→ **AVAILABLE RECORDS**
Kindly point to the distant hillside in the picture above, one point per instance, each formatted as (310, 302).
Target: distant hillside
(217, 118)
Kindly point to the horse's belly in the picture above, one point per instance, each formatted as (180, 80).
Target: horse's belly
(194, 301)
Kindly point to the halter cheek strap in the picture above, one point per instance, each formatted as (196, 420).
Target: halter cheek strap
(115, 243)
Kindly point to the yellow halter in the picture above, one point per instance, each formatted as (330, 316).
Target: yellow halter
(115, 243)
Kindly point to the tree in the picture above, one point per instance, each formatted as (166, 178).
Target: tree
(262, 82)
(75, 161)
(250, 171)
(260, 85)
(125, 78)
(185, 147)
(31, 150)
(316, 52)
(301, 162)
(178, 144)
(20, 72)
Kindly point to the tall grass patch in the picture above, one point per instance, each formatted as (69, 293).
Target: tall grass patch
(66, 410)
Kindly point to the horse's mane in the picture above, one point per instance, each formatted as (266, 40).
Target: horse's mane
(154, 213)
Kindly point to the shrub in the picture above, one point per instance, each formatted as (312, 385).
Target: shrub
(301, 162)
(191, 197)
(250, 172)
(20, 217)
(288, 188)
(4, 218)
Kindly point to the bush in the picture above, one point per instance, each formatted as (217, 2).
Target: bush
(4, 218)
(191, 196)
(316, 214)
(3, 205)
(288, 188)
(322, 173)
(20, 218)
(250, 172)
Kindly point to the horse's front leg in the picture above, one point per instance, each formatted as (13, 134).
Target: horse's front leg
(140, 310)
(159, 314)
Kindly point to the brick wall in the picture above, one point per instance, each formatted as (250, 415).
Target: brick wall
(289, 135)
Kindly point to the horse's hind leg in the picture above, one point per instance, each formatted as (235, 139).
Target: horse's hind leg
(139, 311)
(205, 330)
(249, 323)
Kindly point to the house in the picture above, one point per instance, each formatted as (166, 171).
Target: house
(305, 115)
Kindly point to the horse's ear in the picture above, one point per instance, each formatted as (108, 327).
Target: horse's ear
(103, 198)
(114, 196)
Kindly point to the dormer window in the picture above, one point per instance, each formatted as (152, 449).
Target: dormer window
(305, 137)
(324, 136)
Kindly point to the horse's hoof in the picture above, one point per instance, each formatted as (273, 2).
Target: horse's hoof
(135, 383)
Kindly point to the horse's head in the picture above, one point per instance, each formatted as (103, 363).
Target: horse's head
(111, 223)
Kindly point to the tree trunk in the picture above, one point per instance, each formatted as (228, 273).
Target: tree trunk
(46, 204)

→ **WORK INSTRUCTIONS**
The required output is every line from the one that holds "Target: horse's mane" through the last line of the listing above, retyped exactly and with nothing else.

→ **REPLY TO THE EXERCISE**
Target: horse's mane
(154, 213)
Kindly point to the shrub in the picture above, one point per instance, each formatted as (312, 385).
Target: shrub
(301, 162)
(191, 197)
(250, 172)
(20, 217)
(288, 188)
(4, 218)
Kindly point to the bush in the picture above, one point per instance, each formatted as (217, 2).
Target: bush
(4, 218)
(191, 196)
(316, 214)
(3, 205)
(288, 188)
(322, 173)
(20, 218)
(250, 172)
Kindly point to the horse's front leg in the picture above, one point per instance, each formatted as (13, 134).
Target: horse's front leg
(140, 310)
(159, 314)
Kindly point to the brick wall in the picture above, one point per instance, each formatted as (250, 415).
Target: brick wall
(289, 135)
Kindly point to the horse's hind leg in the picture above, one point per instance, each formatted as (235, 139).
Target: horse's hind leg
(139, 311)
(205, 330)
(249, 323)
Kindly point to the house in the picture above, one point per instance, each formatted as (166, 171).
Target: house
(305, 115)
Kindly point to the horse's ear in the picture above, one point per instance, each formatted as (108, 327).
Target: horse's ear
(103, 198)
(114, 196)
Kindly point to the dormer window in the picture above, one point per instance, each formatted as (152, 449).
Target: dormer window
(305, 137)
(324, 136)
Kindly point to the horse's hoof in the picture above, one point per instance, each formatted as (273, 2).
Target: horse's hoof
(135, 383)
Kindly point to the horse's head in the picture above, one point per instance, each formatted as (103, 363).
Target: horse's head
(111, 223)
Kindly point to the tree trunk in the picture above, one point per instance, each formatted as (228, 273).
Target: tree trunk
(46, 204)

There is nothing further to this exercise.